[YOUR TASK]: Leave out the pictures, then reproduce the rest of the material exactly.

Stored records
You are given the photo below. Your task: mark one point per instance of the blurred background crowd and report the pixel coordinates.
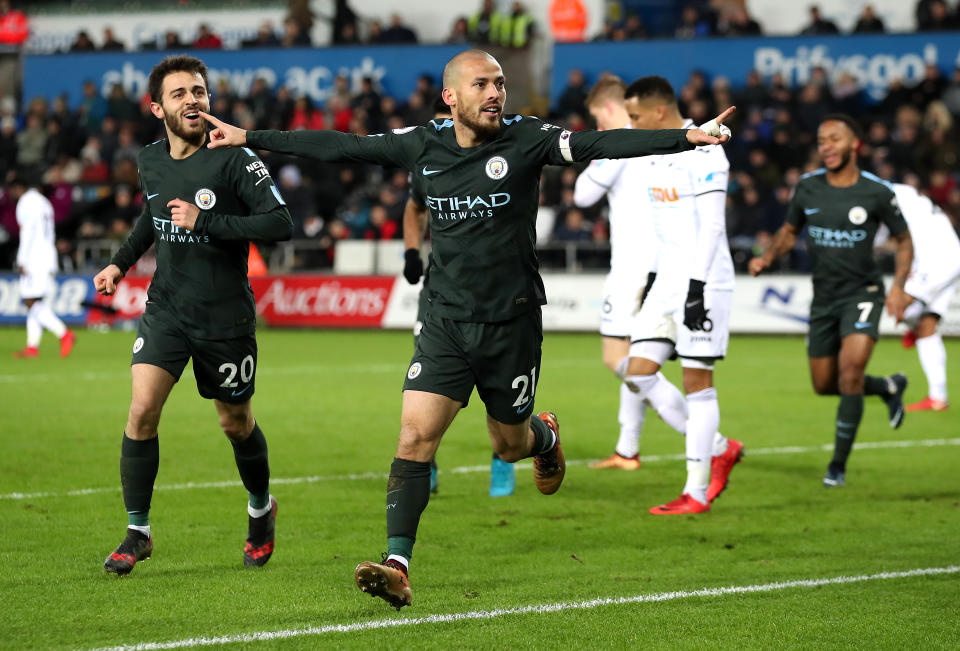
(84, 154)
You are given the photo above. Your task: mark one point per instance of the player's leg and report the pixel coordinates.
(438, 384)
(855, 351)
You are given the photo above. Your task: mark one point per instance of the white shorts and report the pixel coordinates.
(36, 285)
(661, 319)
(621, 300)
(933, 292)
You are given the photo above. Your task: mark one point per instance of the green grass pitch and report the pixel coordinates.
(329, 405)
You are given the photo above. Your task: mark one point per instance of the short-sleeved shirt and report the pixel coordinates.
(842, 223)
(201, 276)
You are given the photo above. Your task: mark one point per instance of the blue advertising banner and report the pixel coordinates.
(874, 61)
(305, 71)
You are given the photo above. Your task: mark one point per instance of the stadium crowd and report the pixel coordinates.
(85, 154)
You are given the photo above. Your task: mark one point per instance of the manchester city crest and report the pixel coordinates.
(497, 168)
(205, 199)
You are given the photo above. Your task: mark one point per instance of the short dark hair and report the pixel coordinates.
(653, 86)
(851, 123)
(174, 63)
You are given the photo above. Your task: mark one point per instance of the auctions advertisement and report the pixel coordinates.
(774, 304)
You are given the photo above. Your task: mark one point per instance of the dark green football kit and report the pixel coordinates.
(842, 222)
(483, 291)
(200, 303)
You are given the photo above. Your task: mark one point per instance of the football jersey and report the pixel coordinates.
(842, 224)
(631, 229)
(37, 251)
(672, 184)
(482, 200)
(201, 277)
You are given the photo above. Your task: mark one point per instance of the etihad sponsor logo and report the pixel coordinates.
(663, 195)
(468, 206)
(837, 239)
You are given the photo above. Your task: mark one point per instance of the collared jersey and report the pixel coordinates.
(201, 276)
(37, 251)
(842, 223)
(672, 184)
(482, 200)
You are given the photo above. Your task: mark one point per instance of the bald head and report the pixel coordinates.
(454, 68)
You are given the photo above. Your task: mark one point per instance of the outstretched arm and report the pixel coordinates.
(783, 241)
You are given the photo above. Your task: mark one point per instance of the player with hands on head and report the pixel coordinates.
(842, 208)
(199, 304)
(482, 328)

[WRITTEN REPLY]:
You are given the photo below. Your task: mark one point per instance of the blurred background crowd and report the pixel coordinates.
(84, 154)
You are given the photo above. Your task: mark one point per instance of the player's leg and report the pixel coordinates.
(438, 384)
(855, 351)
You are given the photo above. Your task: mark one point per instance of the white shorts and report the pixel coordinates.
(36, 285)
(661, 319)
(621, 300)
(933, 292)
You are given the photo above. Your task: mark one point per instance of the green grass pitch and report the pixel coordinates.
(329, 405)
You are given the photo above. Your task: mark one point per instance of the short-sleeved shirt and report the pixel coordinates.
(842, 223)
(201, 276)
You are given the photo above. Your task: mark one point per instance of the blue advertising banner and report the pixel coordinates.
(874, 61)
(305, 71)
You are given the photo above. Your task: mark one point per instance of the stadium crowd and report the pixel coordinates.
(85, 154)
You are given the photo above. Your task: mark one point per instance of the manchester city crest and report the pixel coordinates.
(497, 168)
(205, 199)
You are given the photo above. Your task: mark one point per instance of the short dark hair and report the pixel coordinates.
(653, 86)
(851, 123)
(174, 63)
You are given the photo above. Your task: mark one point per instance of the auctions advertisement and report the pixel coordinates.
(774, 304)
You are given the photo above. Your task: mark one point per instance of the dark green football kit and report the pixel coordinates.
(842, 222)
(483, 291)
(200, 303)
You are given the photo above. Your task: mark one point per instance of the football jersey and report the pixel coordinates.
(842, 224)
(631, 229)
(37, 251)
(672, 184)
(482, 200)
(201, 277)
You are given the photo above. Your task: mark one point per instance of the etihad sponsor logo and report the pixel coordinates.
(663, 195)
(468, 206)
(837, 239)
You are given the photo above. Your task: mark one point per instance of the collared jersey and report the pixel coordinates.
(201, 276)
(37, 251)
(842, 223)
(672, 184)
(482, 200)
You are given the photo above. Your task: mark one point per instance of the bald head and report the pixel coordinates.
(454, 68)
You are given the photo above. Your task: mark one point per instance of the outstretched arm and report the pixel coordinates.
(783, 241)
You are given the photo above. Your task: mark one point per instance of the player with hands on head and report the pixel coordinates.
(842, 208)
(199, 304)
(482, 328)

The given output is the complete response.